▶ MATERIALS PROVIDED:

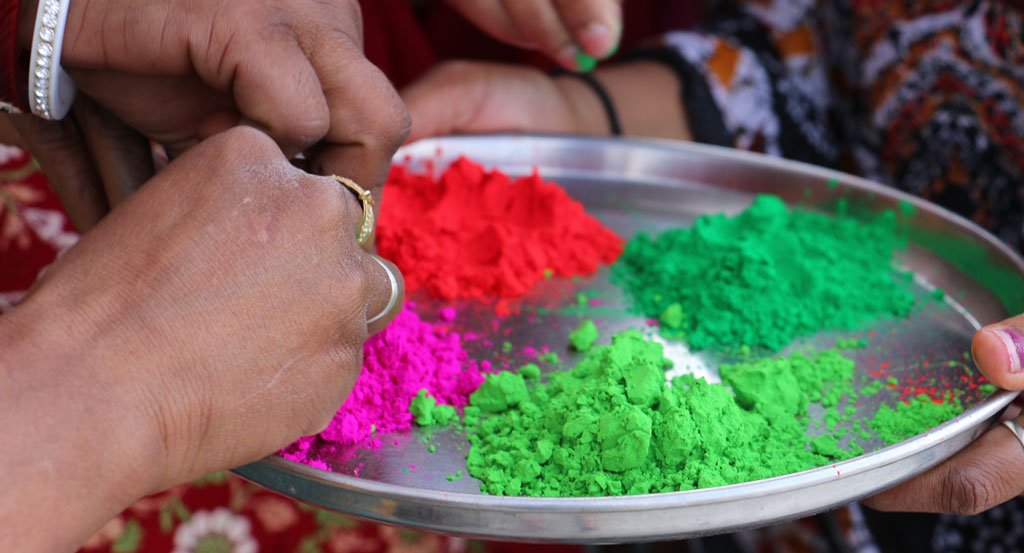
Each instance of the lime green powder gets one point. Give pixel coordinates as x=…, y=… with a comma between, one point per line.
x=611, y=425
x=910, y=418
x=766, y=275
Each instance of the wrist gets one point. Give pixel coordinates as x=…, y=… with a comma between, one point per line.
x=73, y=449
x=584, y=105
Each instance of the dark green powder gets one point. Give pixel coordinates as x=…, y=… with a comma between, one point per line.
x=584, y=337
x=765, y=277
x=426, y=412
x=611, y=426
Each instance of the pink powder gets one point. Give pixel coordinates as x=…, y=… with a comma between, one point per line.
x=409, y=355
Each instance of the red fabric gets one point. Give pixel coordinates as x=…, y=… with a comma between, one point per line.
x=9, y=54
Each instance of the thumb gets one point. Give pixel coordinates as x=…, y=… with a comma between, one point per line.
x=998, y=351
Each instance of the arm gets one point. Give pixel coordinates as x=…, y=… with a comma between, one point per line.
x=197, y=328
x=76, y=451
x=495, y=97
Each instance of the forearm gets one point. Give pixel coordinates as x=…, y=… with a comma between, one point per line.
x=68, y=459
x=646, y=95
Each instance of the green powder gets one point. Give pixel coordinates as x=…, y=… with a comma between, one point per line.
x=499, y=392
x=911, y=418
x=765, y=277
x=529, y=372
x=426, y=412
x=584, y=337
x=611, y=425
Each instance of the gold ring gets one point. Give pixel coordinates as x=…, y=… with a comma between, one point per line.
x=366, y=235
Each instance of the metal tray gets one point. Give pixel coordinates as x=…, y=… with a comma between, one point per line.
x=634, y=185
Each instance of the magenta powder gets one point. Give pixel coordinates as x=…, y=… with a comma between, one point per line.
x=409, y=355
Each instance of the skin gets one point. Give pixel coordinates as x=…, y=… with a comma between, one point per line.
x=468, y=97
x=562, y=29
x=181, y=71
x=196, y=328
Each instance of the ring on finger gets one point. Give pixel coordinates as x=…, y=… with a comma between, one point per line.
x=378, y=322
x=366, y=198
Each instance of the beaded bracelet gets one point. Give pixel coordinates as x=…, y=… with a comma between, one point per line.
x=51, y=90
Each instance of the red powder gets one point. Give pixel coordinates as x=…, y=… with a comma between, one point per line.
x=477, y=234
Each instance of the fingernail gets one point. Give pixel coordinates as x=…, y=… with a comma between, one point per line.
x=613, y=50
x=567, y=56
x=585, y=62
x=1013, y=342
x=596, y=39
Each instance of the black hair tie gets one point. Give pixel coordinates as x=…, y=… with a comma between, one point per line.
x=602, y=94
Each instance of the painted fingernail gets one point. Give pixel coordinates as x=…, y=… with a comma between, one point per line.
x=585, y=62
x=567, y=56
x=596, y=39
x=1013, y=342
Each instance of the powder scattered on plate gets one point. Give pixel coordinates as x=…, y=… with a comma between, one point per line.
x=478, y=234
x=610, y=426
x=408, y=356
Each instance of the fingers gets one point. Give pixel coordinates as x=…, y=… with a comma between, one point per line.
x=595, y=25
x=276, y=90
x=368, y=119
x=61, y=153
x=122, y=158
x=998, y=351
x=465, y=96
x=990, y=471
x=539, y=23
x=574, y=33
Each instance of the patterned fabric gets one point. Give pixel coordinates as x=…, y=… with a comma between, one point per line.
x=925, y=95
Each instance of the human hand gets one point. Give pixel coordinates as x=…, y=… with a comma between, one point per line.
x=180, y=71
x=989, y=471
x=214, y=316
x=574, y=33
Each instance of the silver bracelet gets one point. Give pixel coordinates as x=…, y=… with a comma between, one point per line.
x=50, y=89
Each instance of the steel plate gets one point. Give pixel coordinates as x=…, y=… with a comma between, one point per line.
x=646, y=185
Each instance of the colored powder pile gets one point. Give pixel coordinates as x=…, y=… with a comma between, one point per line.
x=477, y=234
x=612, y=426
x=912, y=417
x=766, y=275
x=408, y=356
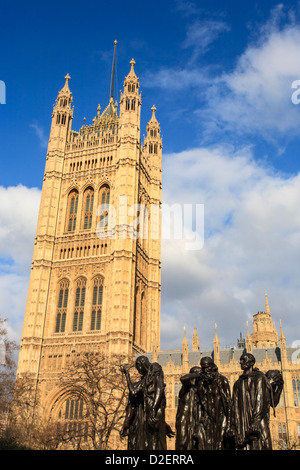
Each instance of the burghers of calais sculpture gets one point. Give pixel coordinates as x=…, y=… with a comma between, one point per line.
x=215, y=408
x=144, y=422
x=187, y=415
x=253, y=395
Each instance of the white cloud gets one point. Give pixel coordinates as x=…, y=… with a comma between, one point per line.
x=252, y=234
x=18, y=218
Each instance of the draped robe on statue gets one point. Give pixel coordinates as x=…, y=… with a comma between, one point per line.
x=147, y=395
x=251, y=400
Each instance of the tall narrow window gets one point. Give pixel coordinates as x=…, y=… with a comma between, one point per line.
x=79, y=305
x=72, y=418
x=88, y=208
x=62, y=306
x=104, y=202
x=97, y=304
x=72, y=210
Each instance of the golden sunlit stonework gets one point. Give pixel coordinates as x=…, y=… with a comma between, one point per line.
x=95, y=281
x=96, y=272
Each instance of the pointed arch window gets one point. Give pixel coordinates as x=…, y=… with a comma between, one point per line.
x=72, y=210
x=104, y=201
x=62, y=306
x=88, y=208
x=79, y=305
x=73, y=419
x=97, y=304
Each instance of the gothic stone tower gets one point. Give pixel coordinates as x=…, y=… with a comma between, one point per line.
x=95, y=277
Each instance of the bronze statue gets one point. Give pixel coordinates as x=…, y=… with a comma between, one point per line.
x=145, y=423
x=187, y=415
x=215, y=408
x=253, y=394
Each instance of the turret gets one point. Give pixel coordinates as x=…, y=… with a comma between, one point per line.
x=61, y=117
x=264, y=331
x=130, y=106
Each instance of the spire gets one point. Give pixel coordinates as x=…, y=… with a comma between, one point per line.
x=195, y=340
x=267, y=308
x=113, y=72
x=66, y=86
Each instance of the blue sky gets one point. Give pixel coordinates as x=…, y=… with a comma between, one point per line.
x=220, y=75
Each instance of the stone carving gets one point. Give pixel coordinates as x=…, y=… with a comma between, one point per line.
x=253, y=395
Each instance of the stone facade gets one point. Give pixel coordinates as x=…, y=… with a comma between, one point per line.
x=96, y=272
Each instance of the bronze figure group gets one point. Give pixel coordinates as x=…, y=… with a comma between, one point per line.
x=208, y=416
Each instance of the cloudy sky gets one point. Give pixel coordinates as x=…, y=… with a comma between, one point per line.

▶ PROBLEM STATEMENT:
The records above, copied word for word without the pictures, are what should be output.

▶ REPLY TO THE TASK:
Each instance of the lime green powder gets one point. Give pixel coordinates as x=…, y=… with a comma between, one point per line.
x=611, y=425
x=910, y=418
x=766, y=275
Each instance of the wrist gets one point. Give pixel coordinates as x=…, y=… with a comma between, one point per line.
x=73, y=449
x=584, y=105
Each instance of the dark green powder gets one point. Give pixel coordinates as x=…, y=… with a comma between, one point per line.
x=584, y=337
x=765, y=277
x=426, y=412
x=611, y=426
Each instance of the pink powder gets one point. Give pixel coordinates as x=…, y=… with a comma between, one point per line.
x=409, y=355
Each instance of the red fabric gets one point. Give pixel coordinates as x=…, y=… with a comma between, one point per line.
x=9, y=54
Each instance of the thumb gets one point. Give pixel coordinates as x=…, y=… with a comma between, one point per line.
x=998, y=351
Each instance of the arm gets one point. Give pixel coordinates as x=…, y=… with a comma between, one point per line.
x=197, y=328
x=76, y=451
x=495, y=97
Each instance of the forearm gets one point. Give pixel coordinates as x=…, y=… with a comma between, one point per line.
x=68, y=459
x=646, y=95
Each instance of the green powder gets one point. Give pixel coordinates as x=…, y=… with a comma between, one point per line.
x=499, y=392
x=911, y=418
x=765, y=277
x=529, y=372
x=426, y=412
x=584, y=337
x=611, y=425
Each instance of the gold ring gets one point. Give pixel coordinates as x=…, y=… with a comma between, one point per line.
x=366, y=235
Each instance of the metal tray gets one point. Give pixel coordinates as x=…, y=… with a comma between, one point per line.
x=634, y=185
Each instance of the magenta powder gets one point. Give pixel coordinates as x=…, y=… with a comma between, one point per line.
x=409, y=355
Each instance of the skin gets one point. Give pixel coordinates as x=…, y=… with a comma between, one point per line.
x=468, y=97
x=562, y=29
x=181, y=71
x=196, y=328
Each instance of the ring on finger gets one point. Give pixel coordinates as x=…, y=… with a comma between, one point per line.
x=378, y=322
x=366, y=198
Each instance of the beaded bracelet gets one point. Give pixel coordinates as x=…, y=… with a comma between, one point per line.
x=51, y=90
Each instance of the red powder gets one point. Give pixel coordinates as x=…, y=… with a comma between, one point per line.
x=477, y=234
Each instance of the fingernail gets one point. Give pixel coordinates as x=…, y=… with a comma between, one point per line.
x=613, y=50
x=567, y=56
x=585, y=62
x=1013, y=342
x=596, y=39
Each instance of the black hair tie gets one point. Give pixel coordinates as x=…, y=… with a comma between, one point per line.
x=602, y=94
Each instance of the painted fingernail gets one point. Give pixel coordinates as x=…, y=… with a comma between, one point per line.
x=585, y=62
x=567, y=56
x=596, y=39
x=1013, y=342
Each instance of the powder scattered on plate gets one point. Give pixel coordinates as x=…, y=… with a comma between, one point per line.
x=478, y=234
x=610, y=426
x=408, y=356
Each instance of the fingers gets one point. Give pixel coordinates as x=…, y=… with a comma between, one point per line.
x=595, y=25
x=276, y=90
x=368, y=119
x=61, y=153
x=122, y=158
x=998, y=351
x=465, y=96
x=990, y=471
x=539, y=23
x=574, y=33
Each instance of the patterned fabric gets one point. Give pixel coordinates as x=…, y=… with a comma between, one point per line.
x=925, y=95
Each instance of the human hand gets one point. Give pixel coordinates as x=…, y=… with a comma between, one point per line.
x=180, y=71
x=989, y=471
x=214, y=316
x=574, y=33
Each instance of the silver bracelet gets one point. Give pixel coordinates as x=…, y=… with a comma between, one point per line.
x=50, y=89
Each instance of the steel plate gets one point. Give pixel coordinates as x=…, y=… with a comma between, one point per line.
x=646, y=185
Each instance of the colored powder pile gets one point. Give pixel coordinates as x=…, y=… with a comma between, one point per line.
x=477, y=234
x=612, y=426
x=912, y=417
x=766, y=275
x=408, y=356
Each instance of the burghers of calais sculpture gets one point. Give pixel coordinates as x=…, y=… with a comma between, one point per line.
x=215, y=408
x=144, y=422
x=187, y=415
x=253, y=395
Each instance of the white cloud gets one point. Give pixel coordinates as x=…, y=… with a comma between, one point per line.
x=252, y=234
x=18, y=218
Each instance of the draped robe on statue gets one point. Give pixel coordinates as x=…, y=… with a comma between, one point per line.
x=147, y=395
x=251, y=400
Each instance of the tall narrow window gets one point. Give pixel coordinates as x=…, y=… with a comma between, one point per line.
x=79, y=305
x=72, y=418
x=88, y=208
x=62, y=306
x=104, y=202
x=97, y=304
x=72, y=210
Each instance of the golden sunlit stonework gets one point. Give pixel coordinates as x=…, y=… with a comma between, one point per line.
x=95, y=281
x=96, y=272
Each instance of the pointed arch window gets one point. Give pixel coordinates as x=…, y=… with a comma between, one point per line.
x=72, y=210
x=104, y=201
x=62, y=306
x=88, y=208
x=79, y=305
x=73, y=419
x=97, y=304
Each instance of the gothic stone tower gets one point. Give pixel coordinates as x=…, y=… with a comma between, one point per line.
x=95, y=277
Each instance of the bronze statue gets one point. Give pixel coordinates as x=…, y=… with a comma between, one point per line.
x=145, y=423
x=187, y=415
x=215, y=408
x=253, y=394
Each instance of the turret gets one point. Give pixel coordinates as x=…, y=… with a comma between, one point per line.
x=61, y=117
x=264, y=331
x=130, y=106
Each instance of the spire gets one point. Give pixel coordinates as x=…, y=… with a comma between, one point per line.
x=195, y=340
x=267, y=308
x=113, y=72
x=66, y=86
Each instance of the blue sky gets one point. Give pixel coordinates as x=…, y=… with a comma between, one point per line.
x=220, y=75
Each instance of the stone carving gets one point. Give pixel coordinates as x=…, y=… with a comma between, one point per line.
x=253, y=395
Each instance of the stone facade gets one point. Give pixel coordinates as x=…, y=… with a comma between, one point per line.
x=96, y=272
Each instance of the bronze figure group gets one point. Give pixel coordinates as x=…, y=… with a comma between, one point per line.
x=208, y=416
Each instance of the cloudy sky gets one point. Give pixel coordinates as x=…, y=… with a comma between, one point per line.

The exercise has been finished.